TEXTE FOURNI —
83,4%. C’est le pourcentage d’audience qu’atteignent, tout média confondu, les quatre plus grands groupes médiatiques du Cambodge. Un chiffre faramineux qui en dit long sur le degré de concentration des médias cambodgiens et l’absence de cadre légal approprié.

Le secteur audiovisuel visé

D’après une étude du CCIM (Cambodian Center for Independent Media) couvrant la période septembre-décembre 2015 et relancée en 2018, cette forte concentration est particulièrement visible dans le secteur audiovisuel. Média favorisé par la population cambodgienne, la télévision est un secteur lucratif pour les quatre grands groupes de médias qui rassemblent à eux seuls 78% des téléspectateurs. Sur les dix premières chaines, sept ont un propriétaire affilié au parti politique actuellement au pouvoir, soit faisant directement partie du gouvernement, étant nommé en tant que conseiller. CBS, première chaine au Cambodge avec plus de 47% de part d’audience, appartient à un de ces grands groupes, The Royal Group, et compte au moins trois filiales dans divers secteurs, allant de la téléphonie aux opérateurs internet. S’asseyant ainsi sur le secteur audiovisuel, ces grands groupes élargissent leur influence aux activités limitrophes.

CONSIGNE — Recopiez fidèlement, dans le texte sur la concentration des médias au Cambodge, tout le passage qui va de « 83,4%. C’est le » jusqu'à « cadre légal approprié. ».

(Éléments de données)
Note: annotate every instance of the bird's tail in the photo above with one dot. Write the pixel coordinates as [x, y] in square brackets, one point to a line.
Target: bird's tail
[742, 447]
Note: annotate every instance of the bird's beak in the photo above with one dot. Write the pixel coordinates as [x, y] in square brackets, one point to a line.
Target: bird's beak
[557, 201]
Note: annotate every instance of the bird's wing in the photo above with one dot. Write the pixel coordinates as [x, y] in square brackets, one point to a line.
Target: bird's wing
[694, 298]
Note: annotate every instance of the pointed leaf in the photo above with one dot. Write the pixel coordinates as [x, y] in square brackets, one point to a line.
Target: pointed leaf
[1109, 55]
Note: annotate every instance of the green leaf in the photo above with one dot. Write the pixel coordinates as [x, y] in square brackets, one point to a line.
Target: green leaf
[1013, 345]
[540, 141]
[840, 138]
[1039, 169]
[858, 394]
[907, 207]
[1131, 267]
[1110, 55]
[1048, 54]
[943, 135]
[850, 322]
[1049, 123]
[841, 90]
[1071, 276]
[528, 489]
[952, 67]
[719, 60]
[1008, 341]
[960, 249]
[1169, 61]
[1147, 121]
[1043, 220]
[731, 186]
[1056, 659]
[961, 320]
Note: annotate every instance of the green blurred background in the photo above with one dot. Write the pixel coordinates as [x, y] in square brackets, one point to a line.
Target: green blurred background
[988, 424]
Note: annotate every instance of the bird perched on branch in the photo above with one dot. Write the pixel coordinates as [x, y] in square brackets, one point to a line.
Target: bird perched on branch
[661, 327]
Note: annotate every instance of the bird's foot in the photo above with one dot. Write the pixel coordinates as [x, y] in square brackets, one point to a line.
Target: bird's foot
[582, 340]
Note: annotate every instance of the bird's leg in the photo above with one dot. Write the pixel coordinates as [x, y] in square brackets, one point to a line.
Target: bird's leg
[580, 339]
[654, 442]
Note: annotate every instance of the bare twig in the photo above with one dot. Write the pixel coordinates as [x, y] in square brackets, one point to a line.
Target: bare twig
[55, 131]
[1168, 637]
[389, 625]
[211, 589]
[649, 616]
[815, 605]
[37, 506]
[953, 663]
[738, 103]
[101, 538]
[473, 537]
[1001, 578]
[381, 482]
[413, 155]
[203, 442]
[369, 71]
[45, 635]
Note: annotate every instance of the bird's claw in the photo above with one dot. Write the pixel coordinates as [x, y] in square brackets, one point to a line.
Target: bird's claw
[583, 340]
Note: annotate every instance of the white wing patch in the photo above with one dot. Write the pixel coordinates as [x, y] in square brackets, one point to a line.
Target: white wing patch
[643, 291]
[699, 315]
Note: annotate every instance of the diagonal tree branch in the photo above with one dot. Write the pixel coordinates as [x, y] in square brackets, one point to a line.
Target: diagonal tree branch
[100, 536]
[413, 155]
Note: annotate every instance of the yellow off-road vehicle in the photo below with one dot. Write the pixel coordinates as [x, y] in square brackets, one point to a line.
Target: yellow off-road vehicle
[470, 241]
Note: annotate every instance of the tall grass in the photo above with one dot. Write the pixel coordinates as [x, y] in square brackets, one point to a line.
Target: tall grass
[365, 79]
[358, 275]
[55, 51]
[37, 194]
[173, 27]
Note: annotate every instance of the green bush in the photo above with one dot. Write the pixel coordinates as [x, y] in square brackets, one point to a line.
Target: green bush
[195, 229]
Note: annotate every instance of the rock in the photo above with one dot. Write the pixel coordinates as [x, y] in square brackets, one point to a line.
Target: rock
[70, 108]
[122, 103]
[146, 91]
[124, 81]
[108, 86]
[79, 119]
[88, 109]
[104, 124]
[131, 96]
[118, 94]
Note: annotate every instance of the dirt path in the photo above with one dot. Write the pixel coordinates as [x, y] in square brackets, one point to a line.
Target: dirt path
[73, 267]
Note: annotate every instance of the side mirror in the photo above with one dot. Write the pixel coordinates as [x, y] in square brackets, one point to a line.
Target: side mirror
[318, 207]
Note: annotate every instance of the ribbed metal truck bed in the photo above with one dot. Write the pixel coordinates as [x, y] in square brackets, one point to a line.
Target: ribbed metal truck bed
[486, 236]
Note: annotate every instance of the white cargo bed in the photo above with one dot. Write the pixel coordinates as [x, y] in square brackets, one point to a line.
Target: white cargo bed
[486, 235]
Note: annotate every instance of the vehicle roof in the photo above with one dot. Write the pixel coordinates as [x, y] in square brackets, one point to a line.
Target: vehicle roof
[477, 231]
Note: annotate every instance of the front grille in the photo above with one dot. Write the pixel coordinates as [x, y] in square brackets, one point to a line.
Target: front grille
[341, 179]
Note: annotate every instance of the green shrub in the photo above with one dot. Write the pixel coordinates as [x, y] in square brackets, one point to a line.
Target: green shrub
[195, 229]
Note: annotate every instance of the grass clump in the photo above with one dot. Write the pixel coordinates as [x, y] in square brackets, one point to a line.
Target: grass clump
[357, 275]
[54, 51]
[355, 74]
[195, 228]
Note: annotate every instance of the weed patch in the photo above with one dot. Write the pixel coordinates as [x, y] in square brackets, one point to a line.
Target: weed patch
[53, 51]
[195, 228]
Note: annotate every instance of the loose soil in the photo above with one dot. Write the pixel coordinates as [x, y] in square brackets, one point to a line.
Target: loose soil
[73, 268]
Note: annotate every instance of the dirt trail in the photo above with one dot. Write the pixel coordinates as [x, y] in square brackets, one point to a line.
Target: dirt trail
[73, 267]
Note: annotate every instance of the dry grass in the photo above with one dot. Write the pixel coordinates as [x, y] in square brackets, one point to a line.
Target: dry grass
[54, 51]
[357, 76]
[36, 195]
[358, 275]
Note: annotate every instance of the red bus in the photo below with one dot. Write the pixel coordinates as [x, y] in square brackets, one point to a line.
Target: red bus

CORRIGÉ COMPLET —
83,4%. C’est le pourcentage d’audience qu’atteignent, tout média confondu, les quatre plus grands groupes médiatiques du Cambodge. Un chiffre faramineux qui en dit long sur le degré de concentration des médias cambodgiens et l’absence de cadre légal approprié.